● **SELECTED EXCERPT**:
● ● ● ● ● ● ●
5. Term of Agreement; Binding Effect; Proration of Fee .  This Agreement shall continue in force for the term of the Trust. This Agreement shall be binding on the Trust, its successors and assigns. The Administrative Services Fee shall be prorated for the period beginning June 1, 1994 and ending June 30, 1994. In the event the Trust terminates prior to the end of a Quarterly Period, a portion of the Administrative Services Fee shall be paid for such Quarterly Period based on the number of days in such Quarterly Period that the Trust was in existence.

6. Assignment .  Dominion Resources may assign to any of its Affiliates, in whole or in part, any of the rights, obligations or benefits of this Agreement without the prior written consent of the Trustee. The Trust may assign this Agreement to any successor in interest of the Trust without the prior written consent of Dominion Resources. Otherwise neither party shall assign, in whole or in part, any of the rights, obligations or benefits of this Agreement without the prior written consent of the other party.
● ● ● ● ● ● ●
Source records
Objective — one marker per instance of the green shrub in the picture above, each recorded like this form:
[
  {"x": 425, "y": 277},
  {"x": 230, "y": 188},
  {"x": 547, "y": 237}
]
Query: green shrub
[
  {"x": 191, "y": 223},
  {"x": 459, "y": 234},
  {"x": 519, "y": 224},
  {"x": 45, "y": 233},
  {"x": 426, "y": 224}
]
● ● ● ● ● ● ●
● **ACTIONS TO TAKE**:
1 – List every topic named in the numbered section headings of the Dominion Resources agreement excerpt.
2 – Please resume the Dominion Resources agreement excerpt right after the final sentence of its section on assignment.

● **RESPONSES**:
1 –
Term of Agreement
Binding Effect
Proration of Fee
Assignment

2 –
7. Indemnification .  Dominion Resources, its officers, directors, agents, employees and Affiliates shall not be liable to the Trust, the Trustee or Unitholders for claims, demands, damages, losses, liabilities, costs or expenses (including, without limitation, reasonable attorneys’ fees and other costs and expenses incident to any suit, proceeding or investigation of any claim) arising out of the rendering of the Services by Dominion Resources hereunder except that Dominion Resources shall be liable for gross negligence or willful misconduct in the rendering of the Services. Dominion Resources shall be indemnified by and reimbursed by the Trust to the same extent that an Indemnified Party is indemnified as set forth in Section 6.02 of the Trust Agreement.

8. Governing Law .  This Agreement shall be construed in accordance with, and all disputes hereunder shall be governed by, the laws of the State of Delaware without regard to the conflict of laws provisions thereof.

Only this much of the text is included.